:: Data lines ::

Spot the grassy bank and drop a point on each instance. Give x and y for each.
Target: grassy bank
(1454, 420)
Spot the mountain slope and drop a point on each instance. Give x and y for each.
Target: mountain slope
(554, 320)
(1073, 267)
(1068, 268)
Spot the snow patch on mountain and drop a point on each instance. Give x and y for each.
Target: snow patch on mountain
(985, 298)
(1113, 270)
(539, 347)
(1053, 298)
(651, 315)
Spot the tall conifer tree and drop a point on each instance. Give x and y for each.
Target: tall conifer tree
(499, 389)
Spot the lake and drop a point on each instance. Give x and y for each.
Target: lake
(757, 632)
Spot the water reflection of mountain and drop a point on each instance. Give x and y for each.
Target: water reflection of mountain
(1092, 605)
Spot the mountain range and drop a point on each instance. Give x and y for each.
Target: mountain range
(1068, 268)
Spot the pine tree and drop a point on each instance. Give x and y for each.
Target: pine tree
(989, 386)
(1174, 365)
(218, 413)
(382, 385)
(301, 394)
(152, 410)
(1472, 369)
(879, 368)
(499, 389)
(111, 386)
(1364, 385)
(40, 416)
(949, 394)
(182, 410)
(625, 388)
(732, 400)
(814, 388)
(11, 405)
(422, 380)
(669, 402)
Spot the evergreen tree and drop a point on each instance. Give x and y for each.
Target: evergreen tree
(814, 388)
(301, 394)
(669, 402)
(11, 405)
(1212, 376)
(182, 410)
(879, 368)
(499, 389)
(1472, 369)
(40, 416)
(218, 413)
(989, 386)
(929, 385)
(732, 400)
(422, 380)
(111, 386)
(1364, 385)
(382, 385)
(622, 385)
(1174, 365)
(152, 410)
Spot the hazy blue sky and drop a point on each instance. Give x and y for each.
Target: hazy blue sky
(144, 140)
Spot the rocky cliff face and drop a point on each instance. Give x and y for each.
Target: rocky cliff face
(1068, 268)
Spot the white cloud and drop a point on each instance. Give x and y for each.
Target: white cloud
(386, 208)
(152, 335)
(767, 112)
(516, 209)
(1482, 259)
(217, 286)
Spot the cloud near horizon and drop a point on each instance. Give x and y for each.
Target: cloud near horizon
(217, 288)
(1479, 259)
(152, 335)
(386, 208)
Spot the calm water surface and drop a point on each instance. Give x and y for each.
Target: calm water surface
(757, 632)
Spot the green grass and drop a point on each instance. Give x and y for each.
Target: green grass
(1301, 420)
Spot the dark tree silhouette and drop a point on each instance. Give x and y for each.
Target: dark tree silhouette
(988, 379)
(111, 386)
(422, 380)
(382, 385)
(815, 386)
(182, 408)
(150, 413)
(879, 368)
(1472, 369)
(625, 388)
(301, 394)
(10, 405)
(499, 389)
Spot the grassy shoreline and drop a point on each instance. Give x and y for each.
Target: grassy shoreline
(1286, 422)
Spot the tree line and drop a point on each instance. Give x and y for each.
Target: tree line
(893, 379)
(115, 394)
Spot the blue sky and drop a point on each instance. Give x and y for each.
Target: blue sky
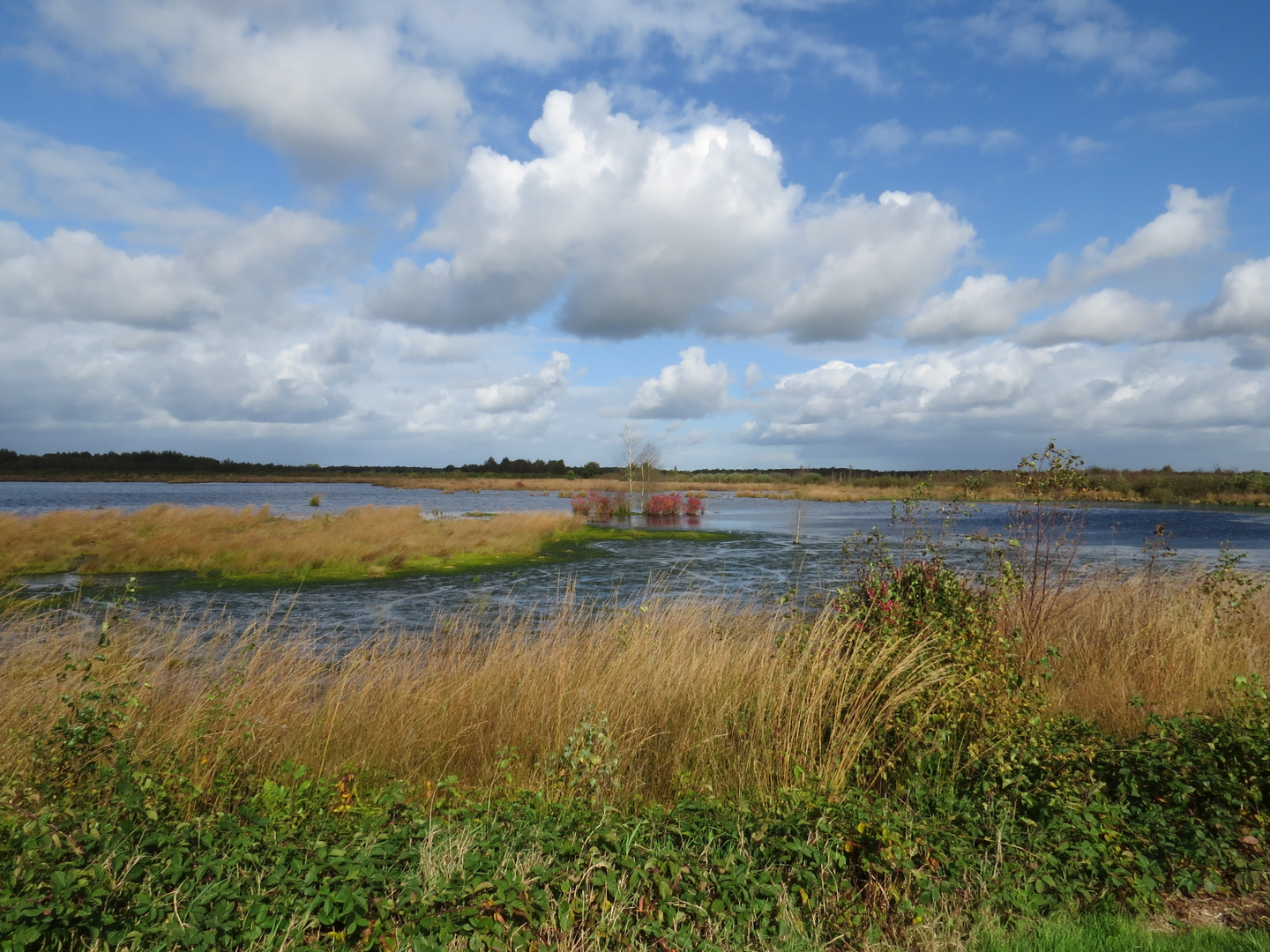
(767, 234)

:::
:: Data lines ::

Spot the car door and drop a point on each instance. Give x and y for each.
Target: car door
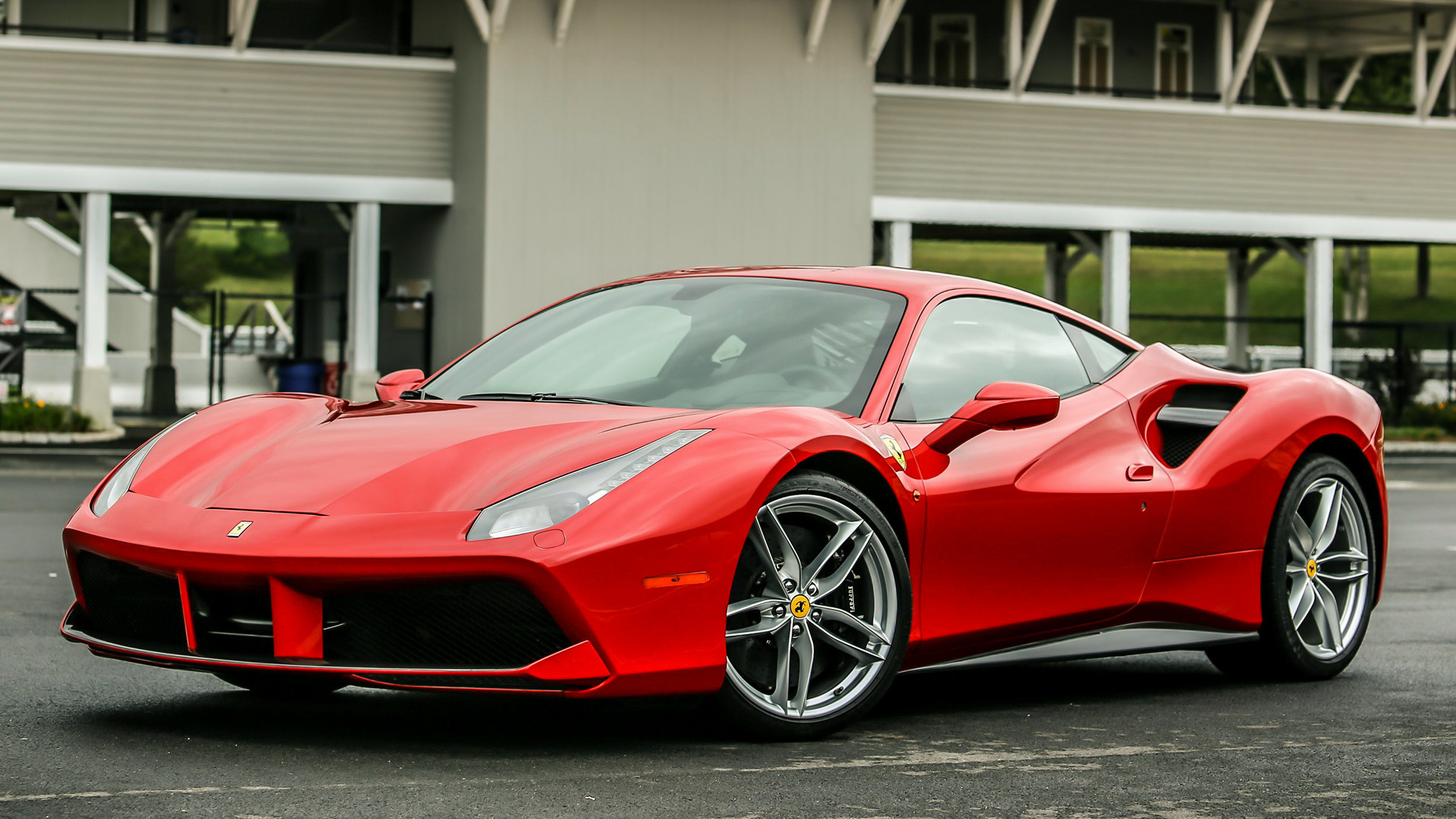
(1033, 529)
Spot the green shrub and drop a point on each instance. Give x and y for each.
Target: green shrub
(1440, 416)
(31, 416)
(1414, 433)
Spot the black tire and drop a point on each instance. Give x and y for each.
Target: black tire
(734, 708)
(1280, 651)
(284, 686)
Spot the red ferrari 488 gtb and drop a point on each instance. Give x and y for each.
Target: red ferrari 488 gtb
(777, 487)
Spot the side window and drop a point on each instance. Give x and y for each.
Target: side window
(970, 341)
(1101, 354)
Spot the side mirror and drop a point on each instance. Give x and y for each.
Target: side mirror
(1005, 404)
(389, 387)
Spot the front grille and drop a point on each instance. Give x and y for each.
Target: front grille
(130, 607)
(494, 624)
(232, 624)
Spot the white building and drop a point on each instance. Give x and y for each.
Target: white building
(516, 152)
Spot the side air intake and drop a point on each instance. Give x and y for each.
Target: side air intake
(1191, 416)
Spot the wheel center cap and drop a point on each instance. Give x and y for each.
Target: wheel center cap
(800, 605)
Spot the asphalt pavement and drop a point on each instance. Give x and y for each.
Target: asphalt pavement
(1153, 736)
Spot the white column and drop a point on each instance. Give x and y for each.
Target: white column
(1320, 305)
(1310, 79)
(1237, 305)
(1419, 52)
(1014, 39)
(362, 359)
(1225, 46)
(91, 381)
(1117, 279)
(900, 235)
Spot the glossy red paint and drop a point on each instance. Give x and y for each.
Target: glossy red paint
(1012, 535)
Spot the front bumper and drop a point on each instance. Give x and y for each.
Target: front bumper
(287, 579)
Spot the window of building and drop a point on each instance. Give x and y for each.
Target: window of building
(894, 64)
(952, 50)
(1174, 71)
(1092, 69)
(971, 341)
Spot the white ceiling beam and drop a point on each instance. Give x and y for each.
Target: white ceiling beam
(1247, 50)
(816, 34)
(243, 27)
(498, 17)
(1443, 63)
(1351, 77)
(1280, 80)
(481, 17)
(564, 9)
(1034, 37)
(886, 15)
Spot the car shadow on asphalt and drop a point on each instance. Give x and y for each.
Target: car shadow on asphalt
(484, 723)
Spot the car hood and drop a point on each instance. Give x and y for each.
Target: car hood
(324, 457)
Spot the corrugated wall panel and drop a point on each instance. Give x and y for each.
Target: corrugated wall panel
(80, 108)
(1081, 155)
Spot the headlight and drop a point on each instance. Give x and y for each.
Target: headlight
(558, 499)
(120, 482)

:::

=== To be done ===
Reproduce the lines from the line with "Spot the car door" to the line with "(1414, 433)", keeping the requests, but scale every point coordinate in the answers by 1.1 and round to the nearest whole number, with halves going up. Leave the pictures out.

=== The solution ===
Spot the car door and drop a point on each instance. Give x and y for each.
Target: car door
(1136, 582)
Spot the green shrub and drop a point on each instance. Give x and y for each.
Target: green shrub
(1584, 458)
(34, 458)
(1555, 476)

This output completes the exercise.